• [KUTIPAN DOKUMEN]:
----------------
Hubungan 15 Tahun Berakhir karena Hadirnya Perempuan Lain

Fimela diperbarui 20 Mei 2018, 10:00 WIB

Setiap orang punya kisah dan perjuangannya sendiri untuk menjadi lebih baik. Meski kadang harus terluka dan melewati ujian yang berat, tak pernah ada kata terlambat untuk selalu memperbaiki diri. Seperti tulisan sahabat Vemale yang diikutsertakan dalam Lomba Menulis Vemale Ramadan 2018, Ceritakan Usahamu Wujudkan Bersih Hati ini. Ada sesuatu yang begitu menggugah perasaan dari kisah ini.

***

Aku bertanya-tanya. Selalu. Bahkan mungkin hampir setiap hari. Apa yang harus aku lakukan? Apa yang belum aku lakukan? Apa yang tidak aku pelajari? Apa yang kurang? Apa aku telah melakukan sebuah kesalahan? Apa aku tidak cukup baik? Pertanyaan-pertanyaan itu hanya berakhir dalam pikiranku yang kemudian menghilang dalam sebuah tanda tanya.

Aku sudah 15 tahun bersamanya. Apapun, bukan. Segalanya telah aku lakukan. Kita telah berbagi rasa, kesedihan, kebahagiaan, bahkan luka bersama. Saat itu, aku berpikir bahwa aku dan dia adalah sepasang jiwa yang ditakdirkan bersama. Aku selalu berpikir seperti itu dan mungkin hal itu juga yang menjadi lukaku.

Dulu saat rasa kita masih sama, kita adalah orang-orang yang penuh kebahagiaan. Penuh dengan kasih dan cinta yang bahkan akan membuat orang lain iri kepada kita. Seandainya aku bisa membuatmu kembali mengingat masa-masa itu, masa di mana saat kita pertama kali bertemu. Saat kau dengan  malu-malu mengajakku berkenalan, meminta nomor teleponku dan melompat kegirangan saat kau mendapatkannya, kau kemudian tersenyum dengan wajah merah saat menyadari bahwa aku tertawa kecil melihatmu. Seandainya aku bisa mengingatkanmu kembali pada saat itu. Saat kau kemudian memutuskan untuk melamarku.



Kau tahu? Aku telah mencoba segalanya. Menjadi seperti wanita yang selama ini kau impikan. Seorang wanita yang bisa kau banggakan di hadapan keluarga maupun teman-temanmu. Aku telah mencobanya, Aku selalu mencobanya. Aku selalu mencoba menjadi seorang ibu yang akan membuat anak-anak kita bangga. Ya, aku tidak pernah berhenti mencoba. Tapi sekarang, itu seperti tidak ada gunanya lagi, bukan? Aku telah sangat lelah mencoba. Aku merasa sia-sia. Aku merasa patah. Bukan patah karena mencoba, tapi karena kau tidak pernah melihat apa yang telah aku coba lakukan untukmu. Untuk kita.
----------------
• [INFORMASI YANG DIBERIKAN]:
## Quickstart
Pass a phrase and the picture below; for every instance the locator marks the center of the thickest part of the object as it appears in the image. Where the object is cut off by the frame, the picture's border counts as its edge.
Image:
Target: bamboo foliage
----------------
• [SOAL LATIHAN]:
- A) Jawablah pertanyaan berikut berdasarkan kutipan dokumen.
(i) Kapan tulisan ini diperbarui?
(ii) Dalam lomba apa tulisan ini diikutsertakan?
(iii) Berapa tahun tokoh "aku" telah bersama pasangannya?
- B) Tentukan apakah setiap pernyataan berikut sesuai dengan kutipan dokumen. Jawab ya atau tidak, lalu kutip kata-kata yang menjadi penentunya.
(i) Pada awal perkenalan, pasangan tokoh "aku" meminta nomor teleponnya.
(ii) Tokoh "aku" mengaku sudah berhenti mencoba.
(iii) Tokoh "aku" merasa patah karena usahanya mencoba.
- C) Tuliskan kembali tanpa perubahan bagian kutipan dokumen di antara "Hubungan 15 Tahun" dan "sebuah tanda tanya.", termasuk kedua bagian tersebut.
Baris-baris di atas merupakan bahan tersendiri yang terpisah dari kutipan dokumen.

• [JAWABAN TIAP SOAL]:
- A)
(i) 20 Mei 2018, pukul 10:00 WIB.
(ii) Lomba Menulis Vemale Ramadan 2018, Ceritakan Usahamu Wujudkan Bersih Hati.
(iii) 15 tahun.

- B)
(i) Ya: "meminta nomor teleponku dan melompat kegirangan saat kau mendapatkannya".
(ii) Tidak: "Ya, aku tidak pernah berhenti mencoba."
(iii) Tidak: "Bukan patah karena mencoba, tapi karena kau tidak pernah melihat apa yang telah aku coba lakukan untukmu."

- C)
Hubungan 15 Tahun Berakhir karena Hadirnya Perempuan Lain

Fimela diperbarui 20 Mei 2018, 10:00 WIB

Setiap orang punya kisah dan perjuangannya sendiri untuk menjadi lebih baik. Meski kadang harus terluka dan melewati ujian yang berat, tak pernah ada kata terlambat untuk selalu memperbaiki diri. Seperti tulisan sahabat Vemale yang diikutsertakan dalam Lomba Menulis Vemale Ramadan 2018, Ceritakan Usahamu Wujudkan Bersih Hati ini. Ada sesuatu yang begitu menggugah perasaan dari kisah ini.

***

Aku bertanya-tanya. Selalu. Bahkan mungkin hampir setiap hari. Apa yang harus aku lakukan? Apa yang belum aku lakukan? Apa yang tidak aku pelajari? Apa yang kurang? Apa aku telah melakukan sebuah kesalahan? Apa aku tidak cukup baik? Pertanyaan-pertanyaan itu hanya berakhir dalam pikiranku yang kemudian menghilang dalam sebuah tanda tanya.